> [Your instructions]: Transcribe every entry word for word, leaving out all images.

> [Provided material]:

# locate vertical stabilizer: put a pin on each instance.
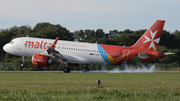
(150, 39)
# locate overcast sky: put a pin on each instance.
(91, 14)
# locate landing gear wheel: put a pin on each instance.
(67, 69)
(22, 64)
(85, 69)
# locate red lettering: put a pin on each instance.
(45, 45)
(29, 44)
(36, 45)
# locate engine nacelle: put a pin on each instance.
(70, 64)
(41, 60)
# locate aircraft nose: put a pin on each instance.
(6, 48)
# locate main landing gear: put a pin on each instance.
(23, 60)
(67, 69)
(85, 69)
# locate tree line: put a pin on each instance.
(169, 42)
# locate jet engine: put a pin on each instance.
(41, 60)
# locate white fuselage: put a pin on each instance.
(28, 46)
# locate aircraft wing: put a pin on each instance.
(64, 57)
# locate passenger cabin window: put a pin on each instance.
(11, 42)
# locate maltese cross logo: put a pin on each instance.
(148, 39)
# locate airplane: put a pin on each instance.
(44, 52)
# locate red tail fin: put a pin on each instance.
(150, 39)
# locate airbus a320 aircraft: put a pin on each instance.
(45, 51)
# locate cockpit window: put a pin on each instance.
(11, 42)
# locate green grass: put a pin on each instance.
(58, 86)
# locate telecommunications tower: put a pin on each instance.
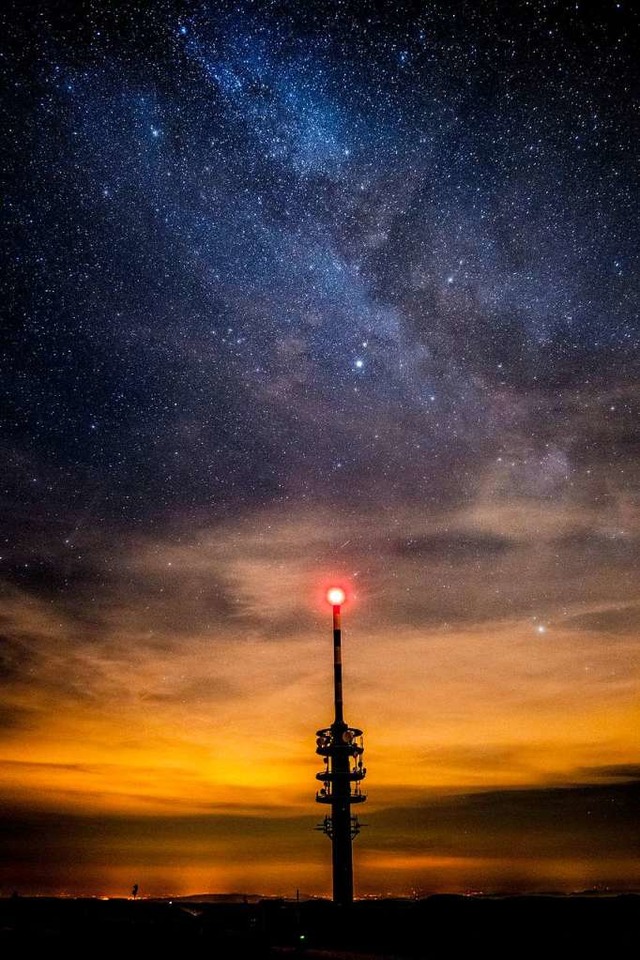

> [Task answer]:
# locate vertical stabilizer: put a pin on each instance.
(150, 39)
# locate overcast sky: put a pin on each instance.
(91, 14)
# locate landing gear wheel: put a pin on each instance.
(67, 69)
(22, 64)
(85, 69)
# locate red lettering: put a pin on each instance.
(45, 45)
(29, 44)
(36, 45)
# locate engine nacelle: put a pin on each instance.
(70, 64)
(41, 60)
# locate aircraft nose: put a pin on each instance.
(6, 48)
# locate main landing gear: put a pin on each instance.
(23, 60)
(67, 69)
(85, 69)
# locate tree line: put a pin on each instance.
(169, 42)
# locate jet engine: put a pin on each instance.
(41, 60)
# locate white fuselage: put a pin on each instance.
(28, 46)
# locate aircraft wing: put a pin on each instance.
(64, 57)
# locate passenger cabin window: put a pin on each instance.
(11, 42)
# locate maltese cross logo: put a pin on each instance.
(148, 39)
# locate airplane: put a pin on each instance.
(44, 52)
# locate red tail fin: put a pin on each instance.
(150, 39)
# locate airbus a320 aircraft: put a pin on each instance.
(45, 51)
# locate cockpit window: put a pin on each instance.
(11, 42)
# locate green grass: put a pin on each instance.
(58, 86)
# locate telecommunications tower: put a pin on each instance.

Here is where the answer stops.